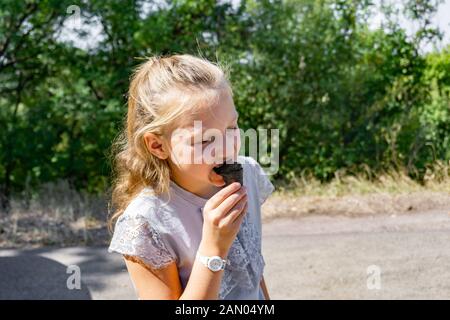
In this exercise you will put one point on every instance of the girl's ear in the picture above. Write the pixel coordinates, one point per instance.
(155, 145)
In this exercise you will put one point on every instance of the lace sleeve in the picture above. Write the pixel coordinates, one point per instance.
(134, 236)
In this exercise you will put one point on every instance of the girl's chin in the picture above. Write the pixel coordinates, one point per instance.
(216, 179)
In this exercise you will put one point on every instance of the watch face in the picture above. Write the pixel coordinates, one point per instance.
(215, 263)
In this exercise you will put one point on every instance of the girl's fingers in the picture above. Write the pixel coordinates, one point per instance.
(240, 217)
(223, 194)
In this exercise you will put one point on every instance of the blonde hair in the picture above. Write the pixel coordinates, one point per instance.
(162, 90)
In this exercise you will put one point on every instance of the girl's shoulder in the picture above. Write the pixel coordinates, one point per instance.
(145, 206)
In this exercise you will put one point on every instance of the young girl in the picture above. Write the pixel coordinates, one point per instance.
(182, 232)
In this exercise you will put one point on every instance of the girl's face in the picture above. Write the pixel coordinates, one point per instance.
(210, 138)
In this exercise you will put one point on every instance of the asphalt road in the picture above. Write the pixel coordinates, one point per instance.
(318, 257)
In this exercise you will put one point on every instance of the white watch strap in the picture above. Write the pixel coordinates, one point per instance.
(204, 260)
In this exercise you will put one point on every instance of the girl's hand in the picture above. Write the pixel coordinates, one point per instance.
(222, 218)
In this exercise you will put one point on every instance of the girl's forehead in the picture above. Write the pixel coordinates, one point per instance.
(220, 113)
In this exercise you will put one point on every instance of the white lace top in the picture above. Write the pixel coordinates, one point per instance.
(161, 229)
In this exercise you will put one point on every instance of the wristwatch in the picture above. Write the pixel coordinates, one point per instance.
(214, 263)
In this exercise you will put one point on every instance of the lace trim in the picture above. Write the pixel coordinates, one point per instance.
(134, 236)
(265, 186)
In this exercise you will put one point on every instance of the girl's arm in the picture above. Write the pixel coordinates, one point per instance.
(263, 286)
(164, 284)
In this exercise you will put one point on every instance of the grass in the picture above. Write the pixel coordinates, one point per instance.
(59, 215)
(436, 179)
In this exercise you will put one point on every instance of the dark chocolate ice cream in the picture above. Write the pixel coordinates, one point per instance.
(231, 172)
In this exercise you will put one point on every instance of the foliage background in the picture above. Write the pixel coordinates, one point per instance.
(344, 96)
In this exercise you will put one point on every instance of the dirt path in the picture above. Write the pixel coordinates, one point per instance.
(313, 257)
(331, 257)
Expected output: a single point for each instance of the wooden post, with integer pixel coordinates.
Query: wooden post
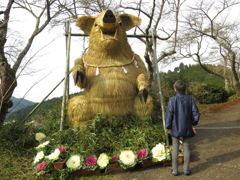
(159, 83)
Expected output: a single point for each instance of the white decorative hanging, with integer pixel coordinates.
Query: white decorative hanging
(135, 63)
(97, 71)
(124, 69)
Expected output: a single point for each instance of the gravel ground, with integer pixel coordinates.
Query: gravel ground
(215, 150)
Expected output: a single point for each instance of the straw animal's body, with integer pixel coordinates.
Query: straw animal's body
(110, 72)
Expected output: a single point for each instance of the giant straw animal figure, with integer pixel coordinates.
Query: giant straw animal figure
(113, 76)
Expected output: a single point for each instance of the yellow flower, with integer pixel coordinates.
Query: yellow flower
(54, 156)
(40, 136)
(103, 160)
(74, 162)
(38, 157)
(127, 157)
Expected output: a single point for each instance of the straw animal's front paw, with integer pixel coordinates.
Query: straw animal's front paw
(78, 77)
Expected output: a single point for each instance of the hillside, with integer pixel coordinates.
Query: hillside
(193, 75)
(19, 103)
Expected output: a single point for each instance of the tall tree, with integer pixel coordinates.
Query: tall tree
(211, 35)
(43, 11)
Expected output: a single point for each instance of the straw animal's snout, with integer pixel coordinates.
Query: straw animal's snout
(109, 17)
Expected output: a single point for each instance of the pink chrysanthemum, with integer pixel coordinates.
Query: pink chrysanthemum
(41, 166)
(115, 158)
(62, 149)
(142, 153)
(91, 161)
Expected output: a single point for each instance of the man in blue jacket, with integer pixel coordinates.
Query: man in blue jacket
(181, 114)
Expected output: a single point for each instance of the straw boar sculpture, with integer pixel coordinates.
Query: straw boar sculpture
(113, 76)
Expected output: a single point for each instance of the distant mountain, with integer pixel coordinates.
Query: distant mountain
(19, 103)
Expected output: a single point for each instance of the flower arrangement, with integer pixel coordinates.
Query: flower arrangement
(142, 155)
(74, 163)
(136, 140)
(90, 163)
(127, 159)
(103, 160)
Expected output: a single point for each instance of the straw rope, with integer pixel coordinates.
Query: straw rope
(111, 65)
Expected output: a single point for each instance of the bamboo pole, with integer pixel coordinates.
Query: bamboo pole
(159, 83)
(65, 88)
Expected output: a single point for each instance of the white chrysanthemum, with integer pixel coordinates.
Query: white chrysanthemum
(38, 157)
(103, 160)
(127, 157)
(43, 145)
(54, 156)
(74, 162)
(40, 136)
(159, 152)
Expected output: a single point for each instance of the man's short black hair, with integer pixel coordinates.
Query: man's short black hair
(180, 86)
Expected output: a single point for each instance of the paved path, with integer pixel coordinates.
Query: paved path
(215, 150)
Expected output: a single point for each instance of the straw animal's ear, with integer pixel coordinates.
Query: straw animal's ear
(85, 23)
(129, 21)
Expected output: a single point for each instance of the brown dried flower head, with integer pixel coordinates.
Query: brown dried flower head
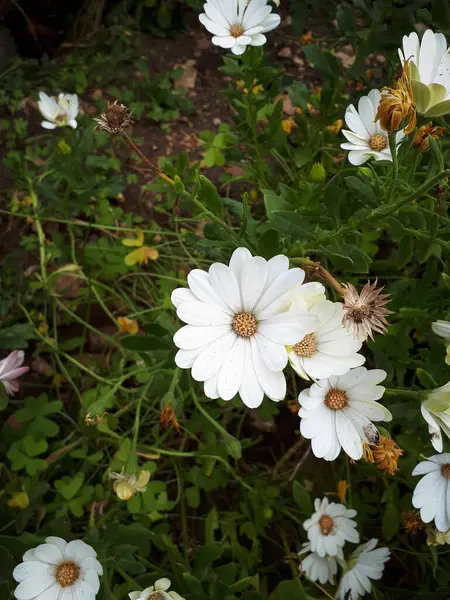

====================

- **EXERCISE DETAILS**:
Find every line in the records above that contains the string "yellow" and copy each of those lines in full. Case counts.

- **EXERCISE RESULT**:
Expected output: a single point for each instance of the yellow flower, with integer pixel coordinates.
Query: yellow flower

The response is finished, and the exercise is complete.